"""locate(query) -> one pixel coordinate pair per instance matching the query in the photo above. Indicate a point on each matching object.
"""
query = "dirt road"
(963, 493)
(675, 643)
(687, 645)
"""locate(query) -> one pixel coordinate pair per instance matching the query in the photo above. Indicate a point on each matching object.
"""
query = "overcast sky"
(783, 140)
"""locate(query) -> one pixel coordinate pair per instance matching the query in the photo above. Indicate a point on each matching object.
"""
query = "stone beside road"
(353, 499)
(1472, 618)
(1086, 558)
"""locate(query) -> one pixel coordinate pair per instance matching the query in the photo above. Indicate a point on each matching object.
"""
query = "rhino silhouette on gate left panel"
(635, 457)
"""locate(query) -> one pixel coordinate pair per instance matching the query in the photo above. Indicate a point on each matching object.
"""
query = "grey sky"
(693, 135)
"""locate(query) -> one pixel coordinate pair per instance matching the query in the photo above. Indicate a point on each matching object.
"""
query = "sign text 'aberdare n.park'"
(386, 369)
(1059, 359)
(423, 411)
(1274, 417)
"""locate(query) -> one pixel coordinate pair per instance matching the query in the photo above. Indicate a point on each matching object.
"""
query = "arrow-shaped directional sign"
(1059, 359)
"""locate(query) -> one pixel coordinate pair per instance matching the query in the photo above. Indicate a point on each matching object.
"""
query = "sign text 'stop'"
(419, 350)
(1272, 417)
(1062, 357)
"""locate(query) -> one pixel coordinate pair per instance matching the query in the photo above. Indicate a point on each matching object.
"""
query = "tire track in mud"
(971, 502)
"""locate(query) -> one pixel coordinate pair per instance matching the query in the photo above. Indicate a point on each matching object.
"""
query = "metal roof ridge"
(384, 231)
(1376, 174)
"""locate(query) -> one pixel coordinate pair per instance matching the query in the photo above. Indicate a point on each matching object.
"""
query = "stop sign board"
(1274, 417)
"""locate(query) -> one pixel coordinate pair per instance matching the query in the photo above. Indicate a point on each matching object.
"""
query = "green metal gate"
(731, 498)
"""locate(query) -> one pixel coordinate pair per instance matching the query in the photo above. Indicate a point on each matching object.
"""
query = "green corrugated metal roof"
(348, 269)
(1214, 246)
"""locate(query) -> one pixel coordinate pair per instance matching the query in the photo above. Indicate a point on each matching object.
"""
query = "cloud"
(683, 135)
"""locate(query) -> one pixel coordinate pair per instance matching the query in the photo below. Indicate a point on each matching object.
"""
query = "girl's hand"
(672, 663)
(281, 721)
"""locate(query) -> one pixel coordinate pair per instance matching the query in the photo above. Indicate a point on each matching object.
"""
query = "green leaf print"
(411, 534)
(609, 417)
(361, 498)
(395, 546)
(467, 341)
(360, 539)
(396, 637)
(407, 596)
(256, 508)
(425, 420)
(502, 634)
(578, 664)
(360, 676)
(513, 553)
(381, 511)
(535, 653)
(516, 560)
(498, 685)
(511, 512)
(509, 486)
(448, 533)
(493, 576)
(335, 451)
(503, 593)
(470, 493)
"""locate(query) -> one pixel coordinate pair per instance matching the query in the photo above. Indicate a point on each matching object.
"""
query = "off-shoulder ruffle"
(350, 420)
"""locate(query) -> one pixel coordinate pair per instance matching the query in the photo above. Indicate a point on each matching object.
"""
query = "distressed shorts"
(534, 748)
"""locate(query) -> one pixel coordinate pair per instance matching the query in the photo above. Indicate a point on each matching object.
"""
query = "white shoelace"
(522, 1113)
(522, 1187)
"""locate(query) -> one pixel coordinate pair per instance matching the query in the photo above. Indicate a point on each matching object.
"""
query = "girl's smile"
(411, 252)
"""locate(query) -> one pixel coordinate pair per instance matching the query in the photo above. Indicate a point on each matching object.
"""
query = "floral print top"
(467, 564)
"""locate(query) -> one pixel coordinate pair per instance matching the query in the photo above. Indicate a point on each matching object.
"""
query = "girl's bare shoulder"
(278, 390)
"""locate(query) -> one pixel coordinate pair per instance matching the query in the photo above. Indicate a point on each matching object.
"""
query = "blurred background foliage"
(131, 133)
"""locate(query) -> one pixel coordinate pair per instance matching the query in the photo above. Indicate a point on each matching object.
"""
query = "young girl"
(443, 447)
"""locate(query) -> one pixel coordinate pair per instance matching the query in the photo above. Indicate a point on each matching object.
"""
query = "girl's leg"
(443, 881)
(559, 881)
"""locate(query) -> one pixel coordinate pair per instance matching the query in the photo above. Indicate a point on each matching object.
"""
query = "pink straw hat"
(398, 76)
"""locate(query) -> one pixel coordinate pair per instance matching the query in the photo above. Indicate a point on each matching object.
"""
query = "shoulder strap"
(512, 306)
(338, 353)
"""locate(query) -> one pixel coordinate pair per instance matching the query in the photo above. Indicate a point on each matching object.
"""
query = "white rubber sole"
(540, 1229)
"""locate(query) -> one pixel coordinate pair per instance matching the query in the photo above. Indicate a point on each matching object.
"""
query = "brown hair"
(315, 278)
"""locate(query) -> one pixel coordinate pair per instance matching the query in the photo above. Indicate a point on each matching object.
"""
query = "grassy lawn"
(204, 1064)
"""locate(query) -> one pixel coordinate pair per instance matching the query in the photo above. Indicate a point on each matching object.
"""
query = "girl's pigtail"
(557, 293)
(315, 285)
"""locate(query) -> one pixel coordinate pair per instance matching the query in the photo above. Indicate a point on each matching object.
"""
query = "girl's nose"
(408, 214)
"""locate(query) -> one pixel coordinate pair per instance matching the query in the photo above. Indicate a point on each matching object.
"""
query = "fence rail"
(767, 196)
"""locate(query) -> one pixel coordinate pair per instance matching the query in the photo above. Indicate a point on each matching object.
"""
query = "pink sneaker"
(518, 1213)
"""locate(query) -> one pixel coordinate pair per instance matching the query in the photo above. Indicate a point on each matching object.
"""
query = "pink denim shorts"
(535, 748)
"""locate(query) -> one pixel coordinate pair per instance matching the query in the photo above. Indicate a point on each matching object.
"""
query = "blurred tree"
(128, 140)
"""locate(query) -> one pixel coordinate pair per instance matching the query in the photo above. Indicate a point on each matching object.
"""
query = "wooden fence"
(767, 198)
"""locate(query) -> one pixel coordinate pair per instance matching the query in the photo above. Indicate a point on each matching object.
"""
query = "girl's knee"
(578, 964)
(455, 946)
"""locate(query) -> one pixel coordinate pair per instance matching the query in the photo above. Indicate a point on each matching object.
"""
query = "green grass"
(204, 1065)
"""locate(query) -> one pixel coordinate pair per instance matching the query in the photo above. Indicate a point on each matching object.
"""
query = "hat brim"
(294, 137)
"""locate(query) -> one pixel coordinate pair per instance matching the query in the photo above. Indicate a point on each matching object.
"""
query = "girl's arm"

Task to complete =>
Your answer should be the data above, retyped in full and unaltered.

Completed task =>
"""locate(query) -> one pixel coordinate pair per instance matching the query in the photo above. Indicate a point on each matching object.
"""
query = "dirt road"
(963, 493)
(675, 643)
(687, 645)
"""locate(query) -> one pixel coordinate pair per instance matching the query in the photo above. Indicate a point on each matching object.
"""
query = "overcast sky"
(783, 140)
"""locate(query) -> one pixel coordinate pair per instance matching the query in the photo above. Indicate a point on each matching object.
"""
query = "stone beside road"
(353, 499)
(1472, 618)
(1086, 558)
"""locate(query) -> one pixel coordinate pair per instance matching the query in the photo above. Indicate a point on each matching object.
"""
query = "rhino silhouette on gate left panel"
(635, 457)
"""locate(query) -> one pixel coordinate pair per instance matching the query in the photo above. Indicate a point on each matching object.
"""
query = "grey sky"
(693, 135)
"""locate(query) -> one pixel coordinate pair per instance matching the query in the photo above. Indicate a point on each matching object.
"""
query = "sign text 'aberdare n.park'"
(386, 369)
(1059, 359)
(423, 411)
(1274, 417)
"""locate(query) -> one pixel coordinate pair per instance matching the query in the photo above. Indicate a point on each matching object.
"""
query = "arrow-shaped directional sign"
(1059, 359)
"""locate(query) -> one pixel coordinate pair per instance matching the query in the photo above. Indicate a point on each matching object.
"""
query = "sign text 'stop'"
(419, 350)
(1272, 417)
(1062, 357)
"""locate(query) -> one pixel coordinate pair per instance matching the query in the photo above. Indicate a point on each matching object.
"""
query = "tire track in mud"
(971, 502)
"""locate(query) -> one pixel coordinate pair per instance matching the query in the photo above. Indicate a point on each matching object.
"""
query = "metal roof ridge"
(384, 231)
(1376, 174)
"""locate(query) -> one pixel coordinate pair per instance matching the query in the photo above. Indicate a point on each matching object.
"""
query = "stop sign board"
(1274, 417)
"""locate(query) -> one pixel coordinate pair per instance matching the query in the photo above. Indicate a point on each matching object.
"""
query = "green metal gate"
(731, 498)
"""locate(query) -> one pixel coordinate pair per instance matching the query in the photo above. Indicate a point on each matching object.
"""
query = "green corrugated metal roof"
(348, 269)
(1214, 246)
"""locate(query) -> one pixel coordinate pair per instance matching the query in the photo above. Indicate a point on each matching object.
"""
query = "cloud"
(683, 135)
"""locate(query) -> one pixel coordinate pair per instance matching the query in the photo below. Indicate a point on each matching object.
"""
query = "girl's hand"
(672, 663)
(281, 721)
"""locate(query) -> one pixel coordinate pair per instance matching the query in the photo above. Indicate a point on each matching object.
"""
query = "green leaf print"
(411, 534)
(609, 417)
(361, 498)
(395, 546)
(467, 341)
(360, 539)
(396, 637)
(407, 596)
(256, 508)
(425, 420)
(502, 634)
(578, 664)
(360, 676)
(513, 553)
(381, 511)
(535, 653)
(516, 560)
(498, 685)
(511, 512)
(509, 486)
(448, 533)
(493, 576)
(335, 451)
(503, 593)
(470, 493)
"""locate(query) -> one pixel coordinate pair per instance matching the query in the photo above. Indicate a point on each matching object.
"""
query = "off-shoulder ruffle"
(350, 420)
"""locate(query) -> one pixel coordinate pair per instance matching the query in the photo above. Indicate a point on each matching object.
"""
query = "distressed shorts"
(534, 748)
"""locate(query) -> one pixel coordinate pair per instance matching the query in the photo above. Indicate a point on each matching object.
"""
query = "white shoelace"
(522, 1113)
(522, 1187)
"""locate(query) -> one pixel coordinate pair per instance matching the query in the photo above. Indicate a point on each matching object.
"""
query = "girl's smile"
(411, 252)
"""locate(query) -> one pixel coordinate pair per instance matching the query in the photo above. Indicate a point on each matching object.
"""
query = "floral print top"
(467, 564)
"""locate(query) -> one pixel coordinate pair per instance matching the query in the photo above. Indicate a point on each matching object.
"""
query = "girl's bare shoulder"
(278, 390)
"""locate(query) -> one pixel coordinate pair per instance matching the query in the photo above. Indicate a point on each matching object.
"""
query = "blurred background foliage"
(131, 133)
"""locate(query) -> one pixel coordinate pair per instance matching the query in the photo above. Indicate a point on each matching object.
"""
query = "young girl"
(443, 447)
"""locate(query) -> one pixel coordinate pair per instance matching the query in the photo above. Indicate a point on each matching object.
"""
query = "girl's leg"
(443, 881)
(559, 881)
"""locate(query) -> one pixel coordinate pair per instance matching the query in the photo above. Indicate a point on each matching object.
"""
query = "pink straw hat"
(398, 76)
"""locate(query) -> one pixel coordinate pair per instance matching the query in the photo above. Indicate a point on each matching object.
"""
query = "shoulder strap"
(512, 306)
(338, 353)
"""locate(query) -> one pixel coordinate pair per instance matching the query in the photo above. Indicate a point on each matching object.
"""
query = "white rubber sole"
(540, 1229)
"""locate(query) -> one pixel coordinate pair per instance matching the query in the photo above. Indicate a point on each matching object.
"""
query = "brown hair"
(315, 278)
"""locate(query) -> one pixel coordinate pair per instance matching the query in the photo above. Indicate a point on each matching object.
"""
query = "grassy lawn"
(204, 1064)
"""locate(query) -> one pixel coordinate pair per instance matching the query in the photo above. Indicate a point on each matching object.
"""
query = "girl's pigtail"
(557, 293)
(315, 285)
"""locate(query) -> one pixel coordinate pair per instance matching the query in the photo above. Indicate a point on each matching object.
"""
query = "girl's nose"
(408, 214)
"""locate(query) -> one pixel coordinate pair per instance matching the query in the photo above. Indicate a point on each matching object.
"""
query = "fence rail"
(767, 196)
"""locate(query) -> one pixel coordinate pair per instance matching the query in the photo above. Indicate a point on each matching object.
"""
query = "pink sneaker"
(518, 1213)
"""locate(query) -> one pixel coordinate pair per instance matching the query in the photo above. Indicate a point on each matching object.
"""
query = "pink denim shorts"
(535, 748)
"""locate(query) -> one pixel coordinate pair per instance matching the query in the photo above. Indicate a point on each matching object.
"""
query = "blurred tree"
(128, 140)
"""locate(query) -> one pixel coordinate pair per instance matching the query in the photo above. Indicate a point on each matching object.
"""
query = "wooden fence"
(767, 198)
"""locate(query) -> one pixel coordinate pair per instance matching the query in the photo above. Indicate a point on each matching object.
"""
query = "girl's knee"
(578, 964)
(455, 946)
"""locate(query) -> one pixel coordinate pair per instance matching the query in the photo above. Indicate a point on each matching object.
"""
query = "green grass"
(204, 1065)
"""locate(query) -> one pixel coordinate pair per instance matching the query in the photo above. Indicate a point on each matching object.
"""
query = "hat brim"
(294, 137)
"""locate(query) -> one pixel coordinate pair per instance matching the query in the photo above. Indicate a point on each matching object.
"""
query = "girl's arm"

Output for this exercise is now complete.